All of lore.kernel.org
 help / color / mirror / Atom feed
From: Lukas Straub <lukasstraub2@web.de>
To: Peter Xu <peterx@redhat.com>
Cc: qemu-devel@nongnu.org, "Li Zhijian" <lizhijian@fujitsu.com>,
	"Hailiang Zhang" <zhanghailiang@xfusion.com>,
	"Kevin Wolf" <kwolf@redhat.com>,
	"Vladimir Sementsov-Ogievskiy" <vsementsov@yandex-team.ru>,
	"Daniel P . Berrangé" <berrange@redhat.com>,
	"Fabiano Rosas" <farosas@suse.de>,
	"Zhang Chen" <zhangckid@gmail.com>,
	"Dr . David Alan Gilbert" <dave@treblig.org>,
	"Prasad Pandit" <ppandit@redhat.com>,
	"Paolo Bonzini" <pbonzini@redhat.com>,
	"Yury Kotov" <yury-kotov@yandex-team.ru>,
	"Juraj Marcin" <jmarcin@redhat.com>
Subject: Re: [PATCH 08/13] migration: Thread-ify precopy vmstate load process
Date: Sat, 17 Jan 2026 14:57:51 +0100	[thread overview]
Message-ID: <20260117145751.2985158f@penguin> (raw)
In-Reply-To: <20251022192612.2737648-9-peterx@redhat.com>

[-- Attachment #1: Type: text/plain, Size: 5704 bytes --]

On Wed, 22 Oct 2025 15:26:07 -0400
Peter Xu <peterx@redhat.com> wrote:

> Migration module was there for 10+ years.  Initially, it was in most cases
> based on coroutines.  As more features were added into the framework, like
> postcopy, multifd, etc.. it became a mixture of threads and coroutines.
> 
> I'm guessing coroutines just can't fix all issues that migration want to
> resolve.
> 
> After all these years, migration is now heavily based on a threaded model.

### RAW DATA:
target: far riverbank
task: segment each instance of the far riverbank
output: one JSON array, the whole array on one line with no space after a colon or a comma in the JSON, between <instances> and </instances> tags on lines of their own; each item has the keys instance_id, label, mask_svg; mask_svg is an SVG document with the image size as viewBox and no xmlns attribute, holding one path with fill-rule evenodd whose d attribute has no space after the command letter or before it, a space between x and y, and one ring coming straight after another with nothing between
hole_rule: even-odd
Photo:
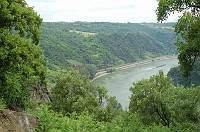
<instances>
[{"instance_id":1,"label":"far riverbank","mask_svg":"<svg viewBox=\"0 0 200 132\"><path fill-rule=\"evenodd\" d=\"M168 56L160 56L160 57L156 57L156 58L150 58L150 59L146 59L146 60L142 60L142 61L136 61L133 63L128 63L128 64L124 64L124 65L120 65L120 66L116 66L116 67L111 67L111 68L107 68L107 69L114 69L114 71L121 71L121 70L126 70L128 68L132 68L135 66L139 66L139 65L144 65L144 64L148 64L148 63L152 63L155 61L161 61L161 60L168 60L168 59L174 59L177 58L176 55L168 55ZM107 72L106 70L100 70L99 72L96 73L94 79L91 80L91 82L93 82L94 80L103 77L105 75L110 74L111 72Z\"/></svg>"}]
</instances>

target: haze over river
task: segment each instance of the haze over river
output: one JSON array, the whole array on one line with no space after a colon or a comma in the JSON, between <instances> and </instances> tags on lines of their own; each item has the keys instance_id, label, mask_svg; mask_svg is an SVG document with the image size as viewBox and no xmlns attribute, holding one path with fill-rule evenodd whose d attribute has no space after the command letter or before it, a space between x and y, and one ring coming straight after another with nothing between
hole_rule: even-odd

### TASK GOAL:
Please list every email address in the Cc list of the mailing-list message that ends in "@redhat.com". The records have nothing to do with the mailing-list message.

### TASK SOLUTION:
kwolf@redhat.com
berrange@redhat.com
ppandit@redhat.com
pbonzini@redhat.com
jmarcin@redhat.com